Thomas Vogel tvogel@k.tip.ch
Ein Knall, Metallsplitter schiessen durch die Luft, der K-Tip-Fotograf duckt sich unwillkürlich; er kommt sich vor wie im Kriegseinsatz.
Doch die Metallteilchen sind keine Granatsplitter, sondern Teile eines Hammers. Und die Szene spielt nicht in einer Krisenregion, sondern in den Räumen des Instituts für Werkstoff-Fragen und Materialprüfung IWM in Glattbrugg ZH.
Dort haben die vom K-Tip beauftragten Tester mit verschiedenen Hämmern auf einen kleinen Amboss geschlagen. Durch die Wucht des Aufpralls lösten sich Teile des Hammers und schleuderten durch den Raum. «Das kann für den Hobby-Handwerker sehr gefährlich werden», sagt Prüfleiter Ernst Moor, der sich beim Test mit Schildern schützen musste.
Die geprüften Hämmer stammen aus günstigen Werkzeugsets aus dem Baumarkt oder aus dem Versandhandel; also von Sets, wie sie jährlich zu Tausenden über den Ladentisch gehen. Der grosse Absatz ist nicht verwunderlich, die Angebote sind gar verlockend: Werkzeugkoffer mit 888 Teilen für 119 Franken zum Beispiel oder Profiwerkzeugkoffer mit 66 Teilen für 89 Franken sind im Angebot. Der Preisknaller ist der Mannesmann-Handwerkzeugkoffer mit 41 Teilen für 39 Franken.
Peter Frischknecht, Inhaber einer Eisenwarenhandlung in Lachen SZ, warnt: «Lassen Sie sich vom tiefen Preis nicht blenden.» Zum Vergleich: Im Fachhandel kostet schon ein Set Schraubenschlüssel rund 40 Franken.
Nebst Schraubenschlüsseln enthalten günstige Kombi-Sets in der Regel auch Hammer, Zangen, Inbusschlüssel und natürlich ein Set Schraubenzieher. «Die Qualität dieser Werkzeuge ist meist schlecht», meint Frischknecht.
Das beweist auch ein K-Tip-Test. Die Redaktion hat im Juni sieben dieser billigen Sets eingekauft und beim Prüfinstitut IWM folgende Werkzeuge aus den Koffern testen lassen:
- Hammer
- Kombizange oder Flachrundzange
- Rohrzange
- Schraubenschlüssel mit Schlüsselweiten 13 und 14 Millimeter
- Inbusschlüssel
- Schraubenzieher
Die Werkzeuge mussten sich einerseits im Labor und andrerseits in praxisnahen Belastungsprüfungen bewähren. Konkret: IWM untersuchte im Labor, aus welchem Material die Werkzeuge gefertigt sind, ob sie gehärtet sind und ob sie den DIN-Normen entsprechen. Im Praxistest mussten die Werkzeuge beweisen, was sie können und vor allem aushalten.

- Aufgaben -
#1 Stimmen die folgenden Aussagen mit dem Textauszug über billige Werkzeugsets überein? Antworte jeweils mit Ja oder Nein und zitiere die entscheidenden Worte des Textauszugs wörtlich. (a) Das Prüfinstitut IWM befindet sich in Glattbrugg ZH. (b) Der Mannesmann-Handwerkzeugkoffer enthält 66 Teile. (c) Die Redaktion kaufte im Juni zehn Sets ein.
#2 Nenne alle Werkzeuge, die laut dem Textauszug über billige Werkzeugsets beim Prüfinstitut IWM aus den Koffern getestet wurden.
#3 Setze den Textauszug über billige Werkzeugsets nach seinem letzten Satz fort.
Die Daten haben mit dem Textauszug nichts zu tun.

- Daten -
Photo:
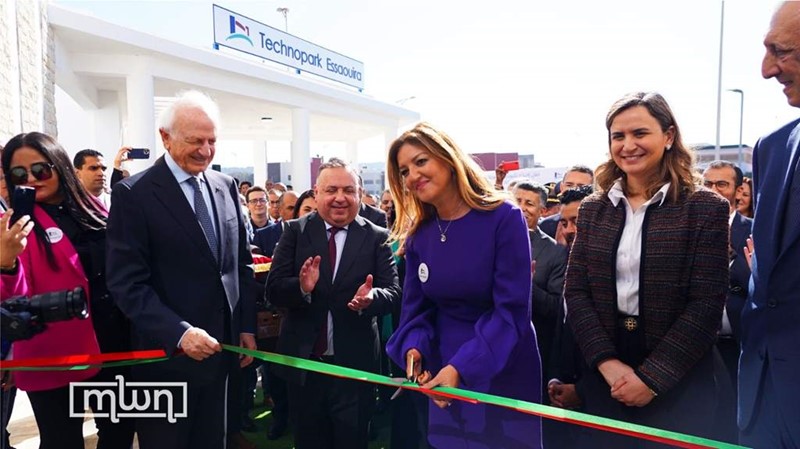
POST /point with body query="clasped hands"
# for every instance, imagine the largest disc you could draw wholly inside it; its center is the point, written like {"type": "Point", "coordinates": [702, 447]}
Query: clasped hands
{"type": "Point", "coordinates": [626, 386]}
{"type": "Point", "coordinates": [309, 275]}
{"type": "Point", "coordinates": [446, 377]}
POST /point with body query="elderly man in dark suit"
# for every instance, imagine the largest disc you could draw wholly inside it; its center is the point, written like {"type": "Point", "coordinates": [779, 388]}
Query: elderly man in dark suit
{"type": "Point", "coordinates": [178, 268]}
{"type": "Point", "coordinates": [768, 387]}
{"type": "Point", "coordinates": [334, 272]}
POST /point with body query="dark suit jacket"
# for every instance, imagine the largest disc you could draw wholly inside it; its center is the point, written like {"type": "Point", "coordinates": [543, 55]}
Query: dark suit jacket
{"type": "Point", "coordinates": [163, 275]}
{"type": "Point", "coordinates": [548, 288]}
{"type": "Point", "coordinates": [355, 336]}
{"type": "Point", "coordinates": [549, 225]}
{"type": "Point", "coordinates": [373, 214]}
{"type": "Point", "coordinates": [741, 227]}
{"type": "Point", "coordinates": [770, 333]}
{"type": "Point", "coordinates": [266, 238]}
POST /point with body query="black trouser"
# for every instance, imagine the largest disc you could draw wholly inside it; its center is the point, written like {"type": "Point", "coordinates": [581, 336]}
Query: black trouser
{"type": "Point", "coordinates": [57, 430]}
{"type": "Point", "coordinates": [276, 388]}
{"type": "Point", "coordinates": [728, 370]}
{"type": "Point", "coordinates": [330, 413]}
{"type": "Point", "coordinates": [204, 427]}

...

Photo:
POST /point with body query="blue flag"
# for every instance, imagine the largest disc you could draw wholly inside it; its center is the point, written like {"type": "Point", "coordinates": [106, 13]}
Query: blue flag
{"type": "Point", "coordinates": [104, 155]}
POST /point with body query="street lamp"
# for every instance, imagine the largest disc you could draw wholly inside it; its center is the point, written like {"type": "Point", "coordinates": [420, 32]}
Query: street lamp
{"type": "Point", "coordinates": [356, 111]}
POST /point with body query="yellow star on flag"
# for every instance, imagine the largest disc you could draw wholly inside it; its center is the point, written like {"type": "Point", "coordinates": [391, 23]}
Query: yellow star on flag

- Lösungen -
#1
(a) Ja: „in den Räumen des Instituts für Werkstoff-Fragen und Materialprüfung IWM in Glattbrugg ZH“
(b) Nein: „Der Preisknaller ist der Mannesmann-Handwerkzeugkoffer mit 41 Teilen für 39 Franken.“
(c) Nein: „Die Redaktion hat im Juni sieben dieser billigen Sets eingekauft“

#2
- Hammer
- Kombizange oder Flachrundzange
- Rohrzange
- Schraubenschlüssel mit Schlüsselweiten 13 und 14 Millimeter
- Inbusschlüssel
- Schraubenzieher

#3
Die Resultate sind wenig überraschend. Die Geräte sind zwar glatt poliert, vielfach verchromt und nett anzusehen. Solange man nicht versucht, sie als Werkzeug einzusetzen, kann auch nichts passieren.
Im Praxistest zeigte sich aber: Der Grossteil der getesteten Werkzeuge verdient lediglich das Prädikat «Schrott». Teilweise sind sie gar gefährlich.
Hammer
Ein Hammer sollte aus Stahl gefertigt sein. Doch: Die Hämmer des 888-teiligen Werkzeugsets von Coop, des 160-teiligen Sets von Coop, des 100-teiligen Eurotec-Sets und des Autowerkzeugsets sind aus Gusseisen hergestellt. Das kann ins Auge gehen. Denn: Hammerteile können bei Schlägen auf ein hartes Metall wegspicken und den Benutzer verletzen.
300 Kilogramm Zug sollte der Hammer aushalten, bevor er sich vom Stiel löst. Doch nur gerade der Hammer aus dem 160-teiligen Werkzeugkoffer von Coop erfüllt diese Norm. Am schlechtesten ist der Hammer aus dem Eurotec-Profiwerkzeugset: 20 Kilogramm reichen und der Hammer fliegt vom Stiel.
Die Firma Mannesmann, Lieferant des Mannesmann-Handwerkzeugkoffers, meint: «Unser Hammer entspricht der Norm.» Coop hingegen hat die Gefahr erkannt: «Der 888-teilige Koffer wurde aus dem Sortiment gestrichen.»
Auch das Autowerkzeugset von Ackermann ist nicht mehr im Verkauf.
Kombi- oder Flachrundzange
Diese Geräte sollten sowohl einen weichen als auch einen mittelharten Draht durchtrennen können, ohne dass der Draht Eindrücke auf der Schneide hinterlässt. Bereits weicher Draht hinterlässt jedoch Eindrücke auf der Schneide der Zange aus dem 888-teiligen Koffer. Zusätzlich schliessen die beiden Schneiden unter Belastung nicht ausreichend, so dass es unmöglich ist, einen weichen Draht ohne zusätzliche Hilfe zu durchtrennen.
Der mittelharte Draht verursacht Eindrücke auf der Schneide der Mannesmann-Flachrundzange. Mannesmann verteidigt sein Produkt: «Für das Schneiden von mittelhartem und hartem Draht ist unser Gerät nicht geeignet; wir machen auch keine entsprechende Werbeaussage.»
Rohrzange
Bei vier der fünf Rohrzangen fehlt ein Klemmschutz; schlimme Quetschungen können die Folge sein. Nur gerade das Produkt aus dem 160-teiligen Coop-Werkzeugkoffer vermochte als Ganzes knapp zu überzeugen. Die beiden Eurotec-Rohrzangen sind jedoch eine Gefahr für jeden Heimwerker.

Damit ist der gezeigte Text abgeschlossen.